Group: alt.philosophy · Group Profile
Author: Publius
Date: Jul 5, 2008 15:18

"andy-k" wrote in
news:B8ibk.229884$M63.123622@newsfe13.ams2:

[cont'd]
>> And I think inputations of that kind are indeed made automatically,
>> and might even be made by nonlingual species, provided they
>> themselves experience subjective states. But that occurs, not because
>> we "instinctively" sense others' subjective states in some mystical
>> way.
> It's not a mystical sense but a simple conviction.

We either need some explanation for that simple conviction, and some
criteria for deciding when it is justified and not justified, or it is
mystical.
> I still don't understand how pattern recognition helps establish an
> association between the word 'consciousness' and the fact of the
> existence of the first-person subjective perspective upon a world.

Did the previous post illuminate that any? We experience a succession of
subjective states. We learn to associate various public terms with our
own subjective states, which terms we have earlier, or concurrently,
also learned to apply to others based on their behavior. Having made
those associations, we impute similar subjective states to the other
things whose behaviors warrant those terms. We learn that the term
"consciousness" is applied to the things to which those terms (for
subjective states) are applied, and so the term "consciousness" comes to
denote those subjective states generally, or the capacity for having
them.

[ a bit snipped, similar points]
> This doesn't explain how the word 'consciousness' becomes
> associated with the fact of the existence of a first-person subjective
> perspective upon a world (step2 above), and it is this fact that is of
> particular interest to me -- the existence of the perspective rather
> than the *contents* of that perspective (and our automatic propensity
> to impute certain kinds of those contents to others).

You seem to be lumping together two issues there --- how do we learn to
use the term "consciousness," (addressed above), and how do we explain
the fact of consciousness ("the existence of the perspective"). The
latter question is of course the central question of a theory of
consciousness --- what are the necessary and sufficient conditions for a
system to be, and be considered, conscious? And before we can deal with
the first part, being conscious, we have to settle the the second part
(what is required for a system to be considered conscious?). Otherwise
we won't know where to look for answers to the first part. We need a
concept that clearly delineates the phenomena of interest.
> And the first-person subjective perspective upon a world is *not*
> a pure artifact of imagination, and so not a hypothetical construct.

Hypothetical constructs need not be pure artifacts of imagination. Atoms
just happen to be. They are often also analogs or variants of familiar
concepts, or metaphors. What makes them hypothetical is that in the
current context they are unobservables, but useful for predicting the
behavior of that system.

[more snipped, same points]
> Can you cite any studies demonstrating that our ability to recognize
> an object as another member of our species is *not* instinctive?

See previous post.
>> Well, that is an odd use of "prejudice." That term means to prejudge,
>> i.e., to reach a conclusion prior to examination of the available
>> evidence. But by the hypothesis here, we have reached that conclusion
>> via a process of reasoning, which implies that we *have* considered
>> all the evidence available. You seem to be suggesting that we refrain
>> from reaching any conclusion even *after* weighing the available
>> evidence, solely on the ground that we may have overlooked something
>> or committed an error in reasoning. Wouldn't that require us to
>> suspend all reasoned judgments?

Set task A:
Answer these questions about the newsgroup post on consciousness:
(i) What does the post say the term "prejudice" means?
(ii) What makes a hypothetical construct hypothetical, according to the post?
(iii) What does the post call the central question of a theory of consciousness?
Set task B: Carry on the newsgroup post about consciousness from the point where it ends.
The items come from a separate source and have no connection to the newsgroup post.

Excerpted records:
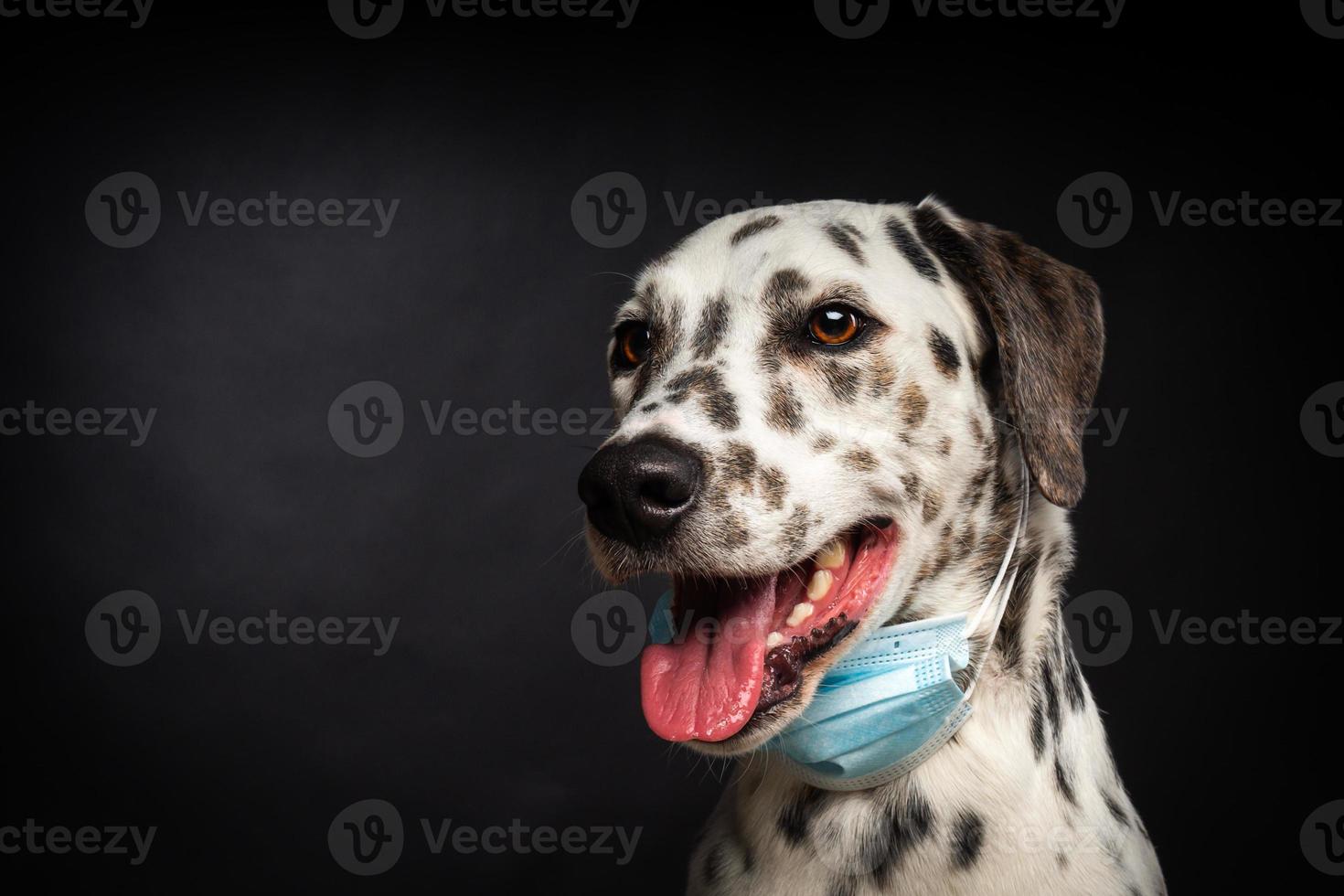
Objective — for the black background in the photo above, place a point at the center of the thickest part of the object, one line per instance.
(1211, 500)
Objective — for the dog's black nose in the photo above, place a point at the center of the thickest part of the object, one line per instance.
(636, 492)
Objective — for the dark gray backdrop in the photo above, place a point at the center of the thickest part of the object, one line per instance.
(484, 292)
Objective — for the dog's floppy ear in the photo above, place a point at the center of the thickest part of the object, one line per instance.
(1044, 321)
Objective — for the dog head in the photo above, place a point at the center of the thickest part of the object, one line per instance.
(817, 404)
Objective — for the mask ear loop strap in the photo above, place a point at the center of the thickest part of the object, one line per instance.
(1003, 570)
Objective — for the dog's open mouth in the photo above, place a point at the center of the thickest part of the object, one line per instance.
(741, 645)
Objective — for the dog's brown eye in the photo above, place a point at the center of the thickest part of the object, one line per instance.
(632, 344)
(835, 324)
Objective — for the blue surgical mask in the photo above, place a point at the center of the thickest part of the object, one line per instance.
(892, 700)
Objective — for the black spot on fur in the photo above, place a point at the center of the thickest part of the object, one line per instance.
(714, 863)
(843, 238)
(1038, 726)
(1074, 680)
(738, 464)
(714, 324)
(907, 825)
(1115, 809)
(912, 251)
(784, 410)
(1011, 640)
(968, 835)
(1064, 782)
(1047, 683)
(752, 228)
(932, 506)
(774, 486)
(912, 485)
(914, 404)
(795, 529)
(715, 398)
(945, 355)
(843, 379)
(785, 291)
(882, 379)
(797, 815)
(860, 460)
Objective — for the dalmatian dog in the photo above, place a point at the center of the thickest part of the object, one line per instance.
(828, 414)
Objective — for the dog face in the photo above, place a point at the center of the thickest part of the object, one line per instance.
(809, 441)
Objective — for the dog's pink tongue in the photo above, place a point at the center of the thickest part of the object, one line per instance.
(706, 684)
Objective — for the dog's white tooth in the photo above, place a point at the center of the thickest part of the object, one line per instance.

Answer A:
(i) To prejudge, i.e., to reach a conclusion prior to examination of the available evidence.
(ii) In the current context it is unobservable, but useful for predicting the behavior of that system.
(iii) What are the necessary and sufficient conditions for a system to be, and be considered, conscious?

Answer B:
> We prejudge the issue in that we impute consciousness only to
> objects capable of cognition, and thereby overlook the point that
> cognition is not a necessary condition for the existence of a
> subjective perspective upon a world. It's not that we *may* have
> overlooked something but rather that we *have* overlooked something,
> and upon recognizing this we must withdraw the judgment and hold it in
> reserve.

Well, that again raises the issue of imputing a property which has no
discernible consequences, and relates also to the point just made above
about delineating the boundaries of that concept (consciousness). If
cognition is not a necessary condition for imputing it, then what *are*
the necessary conditions? You seem prepared to suppose it may have none.
And of course, in that case we may impute it to whatever we like with
impunity; nobody could possibly prove us wrong. But also, of course, so
imputing it would tell us nothing substantive about that thing, just as
declaring that a thing is "infused with the Holy Spirit" tell us nothing
about that thing.

We haven't "overlooked" something by insisting on some necessary and
sufficient conditions for imputing that property. That is a prerequisite
for any term or concept to be meaningful (capable of conveying
information). We may, to be sure, argue about what those necessary and
sufficient conditions *are*. But we cannot, I think, rationally argue
that none are required.
> Since there are no public truth criteria for a subjective perspective
> associated with an object, there is no science of consciousness.
> Unless and until such truth criteria become available, none of the
> competing hypotheses can be eliminated. If such truth criteria
> never become available, or are impossible even in principle, then
> this is a situation that must stand.

May we also claim, then, that everything is infused with the Holy
Spirit? May we claim that everything is inhabited by a demon? May I
claim that there is an intangible, invisible elephant in my front yard,
who makes no sounds, leaves no tracks or droppings? Are we obliged to
leave all those possibilities open, since there is no possible means of
eliminating them (and could never be, given the way we've defined them)?
> Intolerance of this situation may
> lead one to stipulate a definition of 'consciousness' that circumvents
> the situation, but then we would be omitting the use of that word that
> is of particular interest.

I'm not sure why you think attaching some objective truth conditions to
the term "consciousness" omits its subjective referent. Don't you think
your own conciousness and subjective states have publicly discernible
consequences, via which others can rationally impute those states to
you, even though they can't observe them directly? Aren't you as certain
of the connections between those subjective states and your own
behaviors as you are of the states themselves? E.g., if you touch a hot
stove and reflexively jerk your hand away, don't you know there is a
relation between your behavior and the blister on your finger, and the
pain you felt? Between the subjective sensation of hunger and your
behavior (preparing and eating a meal)? I suggest you know of those
connections with Cartesian certainty. So why would you not count similar
behaviors by others as as at least putative evidence of similar states
in them?
> -- Galen Strawson, "Realistic Monism".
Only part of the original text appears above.